§ **İstenen Görev a**: Aşağıdaki Twitter konulu blog yazısını hiçbir değişiklik yapmadan baştan sona yazdırın.

§ **Metin**:
Bu blog'da okuyacağınız olaylar, kişiler ve mekanlar gerçek olabileceği gibi tümüyle hayal ürünü de olabilir. Bazı yazılar ruh sağlığınızı bozabilir, keyfinizi kaçırabilir, bam telinize dokunabilir. Böyle durumlarda blog yazarı Neslihan Venüs Kılıç Hacıalioğlu hiçbir şekilde yazdıklarından sorumlu tutulamaz, adres gösterilemez. Siz bırakın onu bunu, şunu bilin yeter; "Yapan, yaptıran yalnız Allah'tır", gerisi hikaye...
29 Eylül 2009 Salı
Twitter beni büyütecek
Son üç gündür yeni takıntım "Twitter".
Aslında çok önce girdim Twitter dünyasına ama pek de aktif bir kullanıcı değildim.
Zaten o zamanlar Twitter kimse tarafından bu kadar aktif kullanılmıyordu.
Son zamanlarda özellikle yazar, çizer, okur ve onlarla beraber lümpen kesimin takılması ve sıklıkla söz etmesiyle ben de daha çok ilgilenir oldum.
Şaka gibi; artık herşey, herkes o kadar online ve o kadar açık seçik ortada ki insan herkesi arkadaşı sanar oldu.
Utanmasam yıllardır büyük bir hayranlıkla takip ettiğim, zekasına ve genel kültürüne yüksek düzeylerde hayran olduğum - e yakışıklılığı da cabası- Cüneyt Özdemir'e, "Naber Cüneyt'cim, bugün 5N 1K'da konu ne, konuk kim?" vs diye soracağım.

§ **Verilen Malzeme**:
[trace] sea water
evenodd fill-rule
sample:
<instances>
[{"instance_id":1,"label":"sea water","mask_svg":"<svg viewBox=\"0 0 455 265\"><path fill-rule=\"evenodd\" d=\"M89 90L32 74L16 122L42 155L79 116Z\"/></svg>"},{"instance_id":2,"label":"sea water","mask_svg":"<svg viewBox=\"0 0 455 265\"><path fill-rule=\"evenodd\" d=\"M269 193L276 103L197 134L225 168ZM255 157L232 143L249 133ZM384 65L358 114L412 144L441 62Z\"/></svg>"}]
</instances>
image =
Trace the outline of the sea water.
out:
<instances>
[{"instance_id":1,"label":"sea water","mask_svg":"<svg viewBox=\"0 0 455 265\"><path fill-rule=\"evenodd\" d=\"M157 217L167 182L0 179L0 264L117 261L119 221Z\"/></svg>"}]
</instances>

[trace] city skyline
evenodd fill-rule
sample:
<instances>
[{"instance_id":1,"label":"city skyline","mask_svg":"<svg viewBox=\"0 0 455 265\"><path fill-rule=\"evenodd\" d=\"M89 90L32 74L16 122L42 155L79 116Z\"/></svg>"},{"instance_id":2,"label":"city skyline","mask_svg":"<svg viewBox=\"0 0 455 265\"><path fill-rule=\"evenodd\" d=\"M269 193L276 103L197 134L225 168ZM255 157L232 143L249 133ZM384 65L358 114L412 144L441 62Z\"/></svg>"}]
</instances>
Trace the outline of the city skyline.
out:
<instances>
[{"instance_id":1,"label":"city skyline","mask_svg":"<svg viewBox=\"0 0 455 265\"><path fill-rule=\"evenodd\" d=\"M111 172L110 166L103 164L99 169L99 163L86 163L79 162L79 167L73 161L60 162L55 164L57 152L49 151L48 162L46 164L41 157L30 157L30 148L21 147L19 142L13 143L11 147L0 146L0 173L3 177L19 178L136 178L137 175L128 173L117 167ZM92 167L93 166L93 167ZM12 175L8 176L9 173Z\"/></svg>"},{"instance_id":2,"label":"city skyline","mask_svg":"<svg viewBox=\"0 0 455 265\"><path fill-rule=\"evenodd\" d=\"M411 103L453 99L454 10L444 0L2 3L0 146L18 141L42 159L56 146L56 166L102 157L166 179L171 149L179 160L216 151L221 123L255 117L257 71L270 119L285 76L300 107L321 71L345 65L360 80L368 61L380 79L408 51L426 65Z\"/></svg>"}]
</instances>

§ **İstenen Görev b**: Yukarıdaki kayıtların tamamındaki satırları, boş satırları atlayarak numaralı bir listeye dönüştürün.

§ **Yazılı Yanıt a**:
Bu blog'da okuyacağınız olaylar, kişiler ve mekanlar gerçek olabileceği gibi tümüyle hayal ürünü de olabilir. Bazı yazılar ruh sağlığınızı bozabilir, keyfinizi kaçırabilir, bam telinize dokunabilir. Böyle durumlarda blog yazarı Neslihan Venüs Kılıç Hacıalioğlu hiçbir şekilde yazdıklarından sorumlu tutulamaz, adres gösterilemez. Siz bırakın onu bunu, şunu bilin yeter; "Yapan, yaptıran yalnız Allah'tır", gerisi hikaye...
29 Eylül 2009 Salı
Twitter beni büyütecek
Son üç gündür yeni takıntım "Twitter".
Aslında çok önce girdim Twitter dünyasına ama pek de aktif bir kullanıcı değildim.
Zaten o zamanlar Twitter kimse tarafından bu kadar aktif kullanılmıyordu.
Son zamanlarda özellikle yazar, çizer, okur ve onlarla beraber lümpen kesimin takılması ve sıklıkla söz etmesiyle ben de daha çok ilgilenir oldum.
Şaka gibi; artık herşey, herkes o kadar online ve o kadar açık seçik ortada ki insan herkesi arkadaşı sanar oldu.
Utanmasam yıllardır büyük bir hayranlıkla takip ettiğim, zekasına ve genel kültürüne yüksek düzeylerde hayran olduğum - e yakışıklılığı da cabası- Cüneyt Özdemir'e, "Naber Cüneyt'cim, bugün 5N 1K'da konu ne, konuk kim?" vs diye soracağım.

§ **Yazılı Yanıt b**:
1. [trace] sea water
2. evenodd fill-rule
3. sample:
4. <instances>
5. [{"instance_id":1,"label":"sea water","mask_svg":"<svg viewBox=\"0 0 455 265\"><path fill-rule=\"evenodd\" d=\"M89 90L32 74L16 122L42 155L79 116Z\"/></svg>"},{"instance_id":2,"label":"sea water","mask_svg":"<svg viewBox=\"0 0 455 265\"><path fill-rule=\"evenodd\" d=\"M269 193L276 103L197 134L225 168ZM255 157L232 143L249 133ZM384 65L358 114L412 144L441 62Z\"/></svg>"}]
6. </instances>
7. image =
8. Trace the outline of the sea water.
9. out:
10. <instances>
11. [{"instance_id":1,"label":"sea water","mask_svg":"<svg viewBox=\"0 0 455 265\"><path fill-rule=\"evenodd\" d=\"M157 217L167 182L0 179L0 264L117 261L119 221Z\"/></svg>"}]
12. </instances>
13. [trace] city skyline
14. evenodd fill-rule
15. sample:
16. <instances>
17. [{"instance_id":1,"label":"city skyline","mask_svg":"<svg viewBox=\"0 0 455 265\"><path fill-rule=\"evenodd\" d=\"M89 90L32 74L16 122L42 155L79 116Z\"/></svg>"},{"instance_id":2,"label":"city skyline","mask_svg":"<svg viewBox=\"0 0 455 265\"><path fill-rule=\"evenodd\" d=\"M269 193L276 103L197 134L225 168ZM255 157L232 143L249 133ZM384 65L358 114L412 144L441 62Z\"/></svg>"}]
18. </instances>
19. Trace the outline of the city skyline.
20. out:
21. <instances>
22. [{"instance_id":1,"label":"city skyline","mask_svg":"<svg viewBox=\"0 0 455 265\"><path fill-rule=\"evenodd\" d=\"M111 172L110 166L103 164L99 169L99 163L86 163L79 162L79 167L73 161L60 162L55 164L57 152L49 151L48 162L46 164L41 157L30 157L30 148L21 147L19 142L13 143L11 147L0 146L0 173L3 177L19 178L136 178L137 175L128 173L117 167ZM92 167L93 166L93 167ZM12 175L8 176L9 173Z\"/></svg>"},{"instance_id":2,"label":"city skyline","mask_svg":"<svg viewBox=\"0 0 455 265\"><path fill-rule=\"evenodd\" d=\"M411 103L453 99L454 10L444 0L2 3L0 146L18 141L42 159L56 146L56 166L102 157L166 179L171 149L179 160L216 151L221 123L255 117L257 71L270 119L285 76L300 107L321 71L345 65L360 80L368 61L380 79L408 51L426 65Z\"/></svg>"}]
23. </instances>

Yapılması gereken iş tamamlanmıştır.